• [Document extract]

===

Intrapartum hypoxia:

The presence of any of the following risk factors at the onset of labour would label a fetus as being at “high risk” of intrapartum hypoxia:
1.Hypertension/ pre- eclampsia.
2.Diabetes.
3.APH.
4.Significant maternal medical disease.
5.IUGR.
6.Preterm gestation.
7.Isoimmunization.
8.Multiple pregnancy.
9.Breech presentation.
10.Previous C/S.
11.Significant meconium staining of the amniotic fluid.
12.Post-term pregnancy.
13.Epidural analgesia.
14.Induced or augmented labour.
15.Cord prolapse.
16.Supine hypotension.
17.Ruptured uterus.


Cardiotocography (CTG):
Two signals are obtained, the fetal heart beat, converted to a rate in beats per minute, and a representation of uterine contractions. Both signals are plotted continuously on a paper record in order for the effect of uterine contractions on the fetal heart rate to be clearly visualized. (the chart recorder in a rate of 1cm/min.)

===

• [Required action A]
Answer these three questions about the intrapartum hypoxia notes:
(i) How many risk factors are listed as marking a fetus at "high risk" of intrapartum hypoxia?
(ii) What two signals does cardiotocography obtain?
(iii) At what rate does the chart recorder run?
• [Required action B] Rewrite the intrapartum hypoxia notes starting with "9.Breech presentation." and going on through "rate of 1cm/min.)", switching "uterine contractions" to "uterine activity".

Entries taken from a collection
===

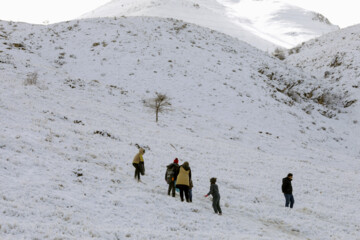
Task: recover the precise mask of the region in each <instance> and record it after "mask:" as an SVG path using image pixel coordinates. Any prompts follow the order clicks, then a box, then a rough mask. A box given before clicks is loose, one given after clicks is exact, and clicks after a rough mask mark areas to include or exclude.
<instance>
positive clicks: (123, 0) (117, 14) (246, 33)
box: [81, 0, 339, 52]
mask: <svg viewBox="0 0 360 240" xmlns="http://www.w3.org/2000/svg"><path fill="white" fill-rule="evenodd" d="M114 16H117V17H120V16H153V17H162V18H175V19H179V20H183V21H185V22H190V23H194V24H197V25H200V26H203V27H208V28H210V29H213V30H217V31H220V32H223V33H225V34H228V35H230V36H233V37H236V38H238V39H240V40H242V41H245V42H247V43H249V44H250V45H252V46H255V47H257V48H259V49H262V50H264V51H268V52H271V51H273V50H274V49H275V48H276V47H284V48H291V47H294V46H296V45H297V44H299V43H302V42H304V41H307V40H309V39H312V38H315V37H318V36H320V35H322V34H325V33H328V32H332V31H336V30H338V29H339V27H337V26H334V25H332V24H331V23H330V22H329V21H328V20H327V19H326V18H325V17H324V16H322V15H321V14H318V13H314V12H311V11H308V10H305V9H302V8H299V7H296V6H292V5H289V4H287V3H285V2H283V1H279V0H267V1H259V0H242V1H240V0H182V1H179V0H151V1H150V0H113V1H111V2H109V3H107V4H105V5H104V6H101V7H99V8H97V9H95V10H93V11H91V12H89V13H87V14H84V15H83V16H81V17H82V18H94V17H114Z"/></svg>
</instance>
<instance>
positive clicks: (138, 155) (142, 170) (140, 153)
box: [133, 148, 145, 182]
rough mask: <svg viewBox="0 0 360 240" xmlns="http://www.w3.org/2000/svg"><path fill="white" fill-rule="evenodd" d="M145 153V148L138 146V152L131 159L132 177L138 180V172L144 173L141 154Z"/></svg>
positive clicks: (141, 173) (138, 181) (142, 163)
mask: <svg viewBox="0 0 360 240" xmlns="http://www.w3.org/2000/svg"><path fill="white" fill-rule="evenodd" d="M144 154H145V149H143V148H139V152H138V153H137V154H136V155H135V157H134V160H133V166H134V168H135V174H134V178H135V179H137V181H138V182H140V173H141V175H144V169H145V167H144V158H143V155H144Z"/></svg>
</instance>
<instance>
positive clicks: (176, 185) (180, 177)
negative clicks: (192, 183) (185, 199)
mask: <svg viewBox="0 0 360 240" xmlns="http://www.w3.org/2000/svg"><path fill="white" fill-rule="evenodd" d="M190 180H191V169H190V166H189V163H188V162H184V164H183V165H181V166H180V169H179V174H178V176H177V180H176V188H178V189H180V199H181V201H182V202H183V201H184V193H185V198H186V202H189V201H190V199H189V186H190Z"/></svg>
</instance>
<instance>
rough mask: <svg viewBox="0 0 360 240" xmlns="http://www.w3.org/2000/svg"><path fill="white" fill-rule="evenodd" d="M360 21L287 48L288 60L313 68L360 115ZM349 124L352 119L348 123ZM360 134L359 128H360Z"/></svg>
mask: <svg viewBox="0 0 360 240" xmlns="http://www.w3.org/2000/svg"><path fill="white" fill-rule="evenodd" d="M359 39H360V25H355V26H352V27H348V28H346V29H342V30H340V31H337V32H334V33H329V34H326V35H324V36H322V37H320V38H316V39H314V40H311V41H308V42H305V43H303V44H302V45H299V46H297V47H296V48H294V49H290V50H289V51H288V56H287V57H286V62H287V63H289V64H292V65H294V66H297V67H299V68H301V69H303V70H305V71H307V72H311V73H312V74H313V75H315V76H316V77H317V78H318V79H321V81H322V82H323V85H327V86H331V87H330V89H331V92H332V94H333V95H335V94H340V95H342V97H341V98H342V99H343V101H342V104H343V105H344V107H345V108H346V109H347V110H348V111H351V112H354V114H356V115H355V116H353V121H355V122H357V121H358V120H357V119H359V118H360V108H359V107H358V106H356V107H353V106H354V104H355V105H358V103H359V102H360V98H359V96H360V95H359V93H360V92H359V88H360V55H359V50H360V45H359ZM349 124H350V123H349ZM359 134H360V132H359Z"/></svg>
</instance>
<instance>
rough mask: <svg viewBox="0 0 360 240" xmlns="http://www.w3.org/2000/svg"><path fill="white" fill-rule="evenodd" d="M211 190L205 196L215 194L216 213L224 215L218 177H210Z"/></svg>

===

• [Task response A]
(i) 17
(ii) The fetal heart beat, converted to a rate in beats per minute, and a representation of uterine contractions
(iii) 1cm/min

• [Task response B]
9.Breech presentation.
10.Previous C/S.
11.Significant meconium staining of the amniotic fluid.
12.Post-term pregnancy.
13.Epidural analgesia.
14.Induced or augmented labour.
15.Cord prolapse.
16.Supine hypotension.
17.Ruptured uterus.


Cardiotocography (CTG):
Two signals are obtained, the fetal heart beat, converted to a rate in beats per minute, and a representation of uterine activity. Both signals are plotted continuously on a paper record in order for the effect of uterine activity on the fetal heart rate to be clearly visualized. (the chart recorder in a rate of 1cm/min.)